→ Action item
Copy the data that follows exactly, and include none of its images.
(Information supplied Opens)
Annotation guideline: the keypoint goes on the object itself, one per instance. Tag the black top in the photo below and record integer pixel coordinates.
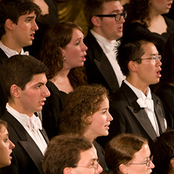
(51, 110)
(136, 30)
(166, 94)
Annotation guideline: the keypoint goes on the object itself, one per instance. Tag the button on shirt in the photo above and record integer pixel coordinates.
(146, 102)
(9, 52)
(109, 48)
(35, 134)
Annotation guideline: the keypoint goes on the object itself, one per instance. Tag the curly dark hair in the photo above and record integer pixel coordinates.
(138, 10)
(79, 105)
(55, 38)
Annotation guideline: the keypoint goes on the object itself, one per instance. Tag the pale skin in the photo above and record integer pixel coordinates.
(88, 159)
(6, 147)
(32, 98)
(21, 34)
(139, 157)
(107, 26)
(75, 53)
(147, 72)
(157, 8)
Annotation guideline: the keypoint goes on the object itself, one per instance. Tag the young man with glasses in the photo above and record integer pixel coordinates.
(71, 154)
(134, 108)
(105, 19)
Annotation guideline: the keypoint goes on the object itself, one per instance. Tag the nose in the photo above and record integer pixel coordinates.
(84, 47)
(151, 165)
(35, 26)
(109, 117)
(98, 170)
(11, 146)
(46, 92)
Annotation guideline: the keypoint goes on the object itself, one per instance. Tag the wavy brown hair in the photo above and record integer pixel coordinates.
(56, 37)
(79, 105)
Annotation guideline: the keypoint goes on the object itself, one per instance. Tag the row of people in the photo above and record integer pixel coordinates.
(125, 153)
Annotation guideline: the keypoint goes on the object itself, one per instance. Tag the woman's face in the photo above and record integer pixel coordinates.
(136, 165)
(75, 52)
(6, 147)
(100, 121)
(160, 6)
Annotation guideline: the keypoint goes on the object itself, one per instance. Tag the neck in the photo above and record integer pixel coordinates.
(10, 44)
(141, 86)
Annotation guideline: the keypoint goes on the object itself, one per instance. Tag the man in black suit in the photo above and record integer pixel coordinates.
(105, 20)
(17, 29)
(134, 108)
(24, 81)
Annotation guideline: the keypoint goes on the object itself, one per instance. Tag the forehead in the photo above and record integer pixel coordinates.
(112, 6)
(149, 48)
(143, 153)
(87, 156)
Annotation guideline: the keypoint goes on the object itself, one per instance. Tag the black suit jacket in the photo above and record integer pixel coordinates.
(3, 97)
(27, 157)
(130, 118)
(98, 68)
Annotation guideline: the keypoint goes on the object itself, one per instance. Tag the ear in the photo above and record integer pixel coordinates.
(172, 162)
(15, 91)
(132, 65)
(123, 168)
(9, 24)
(67, 170)
(96, 21)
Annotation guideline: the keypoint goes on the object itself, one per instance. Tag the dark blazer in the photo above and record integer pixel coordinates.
(3, 98)
(130, 118)
(98, 68)
(27, 157)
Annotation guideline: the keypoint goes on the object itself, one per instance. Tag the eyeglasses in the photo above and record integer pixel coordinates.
(117, 16)
(154, 58)
(93, 165)
(147, 162)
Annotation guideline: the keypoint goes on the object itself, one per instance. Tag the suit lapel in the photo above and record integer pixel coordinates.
(26, 141)
(139, 113)
(159, 114)
(103, 63)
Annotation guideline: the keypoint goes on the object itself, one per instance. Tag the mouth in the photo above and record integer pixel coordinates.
(159, 73)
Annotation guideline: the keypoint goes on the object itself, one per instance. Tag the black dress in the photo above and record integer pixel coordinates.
(136, 30)
(51, 110)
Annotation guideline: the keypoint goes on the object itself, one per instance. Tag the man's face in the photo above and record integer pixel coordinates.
(Information supplied Closes)
→ Response to this task
Annotation guideline: the keypoint goes on the object itself, one per instance. Tag the black top in the photo below and record integer pixel coordinates.
(51, 110)
(136, 30)
(166, 94)
Annotation guideline: the keypoint goes on the object itself, one per instance. Tag the button on shirt in the photo above and record integer pixel coordinates.
(146, 102)
(9, 52)
(109, 48)
(35, 134)
Annotation guideline: the keypoint goes on the object itself, one per instance. Tag the curly dark hair in the photo above and record integer pixel coordinates.
(138, 10)
(79, 105)
(55, 38)
Annotation guideline: the keypoint goes on the object itself, one per instance. Tag the pale skin in the photo above and record integer pixel coordinates.
(88, 159)
(6, 147)
(32, 98)
(21, 34)
(139, 157)
(107, 26)
(75, 53)
(147, 72)
(157, 8)
Annotation guideline: the keypoint goes on the object itself, one per instance. Tag the young man with glasses in the photo above and record integer pixel coordinates.
(71, 154)
(134, 108)
(105, 19)
Annotation guideline: the keypoint goes on the object itself, one per instance. Tag the nose in the photo above and record integer pixel coordinates.
(84, 47)
(151, 165)
(35, 26)
(109, 117)
(98, 170)
(11, 146)
(46, 92)
Annotation guideline: the keypoint goes on the object itself, one per instance. Tag the wavy brown hair in the photo above and record integer pixel coordinates.
(56, 37)
(79, 105)
Annotation guideline: the keypoint goes on the object itself, one per instance. Tag the row of people in the photo above and record integer pixel coordinates.
(125, 153)
Annotation guideline: the keypoint goes on the object itself, one per instance. Tag the woman's face in the photo above and record integer pixel coordinates.
(136, 165)
(75, 52)
(6, 147)
(100, 121)
(160, 6)
Annotation guideline: the keypoint goes on the object itself, one per instance. Tag the neck in the photo above and record integer pixel coordinates.
(10, 44)
(141, 86)
Annotation guideline: the keypoint goes on the object itself, one per instance. Tag the man in black suit in the photo above and record integer pixel coordinates.
(105, 20)
(17, 29)
(134, 108)
(24, 81)
Annotation guideline: the keypoint goes on the object itself, one per instance. Tag the forehead in the photo above and record integer pixel coordinates.
(112, 6)
(149, 48)
(143, 153)
(87, 156)
Annotation guideline: the keypoint goes on the object itself, one per instance. Tag the black suit jacket in the photo above and record integer pixel coordinates.
(3, 97)
(27, 157)
(130, 118)
(98, 68)
Annotation guideline: the keypoint goes on the object itself, one per instance. Tag the ear in the photo above and record integer pixel coordinates.
(172, 162)
(15, 91)
(132, 65)
(123, 168)
(9, 24)
(67, 170)
(96, 21)
Annotation guideline: the keypoint goes on the object itself, one per instance. Tag the dark blazer in the photo above and record integer pixel coordinates.
(3, 98)
(130, 118)
(98, 68)
(27, 157)
Annotation guideline: the keypoint goes on the object itself, one per instance. Tag the eyeglasses in the photo above and record integer pixel coordinates.
(117, 16)
(154, 58)
(93, 165)
(147, 162)
Annotation guideline: the keypoint goes on the object itself, one per instance. Tag the suit lapel in the photo above and record integer pixel coordinates.
(26, 141)
(139, 113)
(159, 114)
(103, 63)
Annotation guideline: the keypoint goes on the object itself, one per instance. Tag the mouth in the photo above and record integer pixel coordinates.
(159, 73)
Annotation guideline: the keypoint goes on the object itself, one per instance. Tag the black dress in the photo above and record integer pixel coordinates.
(136, 30)
(51, 110)
Annotation guideline: the keypoint goes on the object itself, one per instance. Tag the man's face in the photo above and record integer pixel coordinates.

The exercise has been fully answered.